**EXERCISE OBJECTIVE**
Extend the passage on Lynch's early film career, picking up after its last sentence.
═════ QUOTED PASSAGE
After studying at both the Corcoran School of the Arts and Design in Washington, D.C., and the School of the Museum of Fine Arts in Boston, Lynch found his way to the Pennsylvania Academy of the Fine Arts in Philadelphia, where he began merging his passion for painting with moving images. This fusion of mediums led to early experimental films like “The Alphabet” (1968) and “The Grandmother” (1970), both of which provided early glimpses at his otherworldly approach to filmmaking.
Lynch’s first feature film, 1977’s “Eraserhead,” became an underground phenomenon thanks to his unique blending of surreal imagery, unsettling sound design, and dreamlike narratives. The film’s success as a cult classic soon caught the attention of Hollywood, and to this day it remains a landmark of fringe cinema.
He entered the mainstream with “The Elephant Man” (1980), a historical drama starring John Hurt (1940–2017) based on the real life of Joseph Merrick. The film was both critically and commercially successful, earning eight Academy Award nominations, including one for Best Picture. He followed this with the sci-fi epic “Dune” in 1984. However, the movie’s strange take on Frank Herbert’s classic novel garnered mixed reviews, signaling that mainstream fare was perhaps not right for the director.
══════════
═════ RECORDS SHOWN
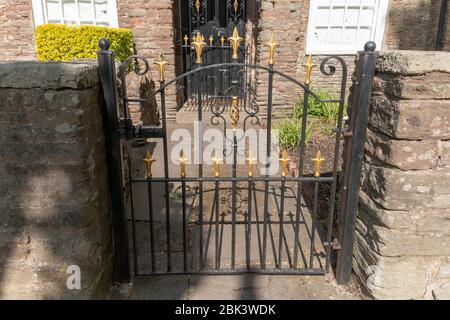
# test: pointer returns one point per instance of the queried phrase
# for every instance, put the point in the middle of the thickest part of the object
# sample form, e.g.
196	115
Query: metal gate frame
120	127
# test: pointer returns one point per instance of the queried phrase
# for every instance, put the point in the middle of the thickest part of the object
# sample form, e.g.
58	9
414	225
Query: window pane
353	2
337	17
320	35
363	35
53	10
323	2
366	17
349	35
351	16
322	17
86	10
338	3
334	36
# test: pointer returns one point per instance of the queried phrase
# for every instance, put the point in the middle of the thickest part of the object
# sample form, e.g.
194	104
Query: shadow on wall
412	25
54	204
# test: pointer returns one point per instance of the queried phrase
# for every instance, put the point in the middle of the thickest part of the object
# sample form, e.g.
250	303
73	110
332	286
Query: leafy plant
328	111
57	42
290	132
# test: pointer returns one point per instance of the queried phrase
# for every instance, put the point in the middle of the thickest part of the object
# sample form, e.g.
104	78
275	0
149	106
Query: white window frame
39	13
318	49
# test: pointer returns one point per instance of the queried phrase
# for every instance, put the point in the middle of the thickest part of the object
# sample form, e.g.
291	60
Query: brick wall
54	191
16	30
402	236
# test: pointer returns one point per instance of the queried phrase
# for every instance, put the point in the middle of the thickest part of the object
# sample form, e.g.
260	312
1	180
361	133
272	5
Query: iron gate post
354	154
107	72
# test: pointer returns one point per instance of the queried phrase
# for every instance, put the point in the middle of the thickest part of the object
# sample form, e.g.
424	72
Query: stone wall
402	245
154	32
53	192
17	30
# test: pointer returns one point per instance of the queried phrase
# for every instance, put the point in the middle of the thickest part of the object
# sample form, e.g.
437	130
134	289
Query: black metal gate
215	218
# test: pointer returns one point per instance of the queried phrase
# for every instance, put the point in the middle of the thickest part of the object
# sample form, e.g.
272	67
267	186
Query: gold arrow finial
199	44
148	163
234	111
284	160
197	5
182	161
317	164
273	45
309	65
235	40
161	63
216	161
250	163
══════════
**FINAL RESULT**
Lynch returned to seeing his own vision brought to the screen with 1986’s “Blue Velvet,” a daring, provocative and profane film that earned him an Oscar nomination for Best Director and which has since become a highly quotable cult classic.
In 1990, his vision landed in an unusual place: television. Co-created with Mark Frost, “Twin Peaks” mixed small-town storytelling, befuddling mystery, and supernatural elements in a way that made it a cultural phenomenon as viewers tried to puzzle out who killed high school student Laura Palmer. It was a heady mix that proved hard to sustain over the long term. The show’s original run petered out after two seasons, though it was revived in 2017 for a third and final season. There was also a 1992 film, “Twin Peaks: Fire Walk with Me.”
Throughout the 1990s and 2000s, Lynch continued to push cinematic boundaries with films like “Wild at Heart” (1990), which won the Palme d’Or at the Cannes Film Festival, “Lost Highway” (1997), 2001’s neo-noir masterpiece “Mulholland Drive” (which garnered him another Oscar nomination for Best Director), and others.
The director’s refusal to explain his often puzzling work only served to enhance the mystique around his art.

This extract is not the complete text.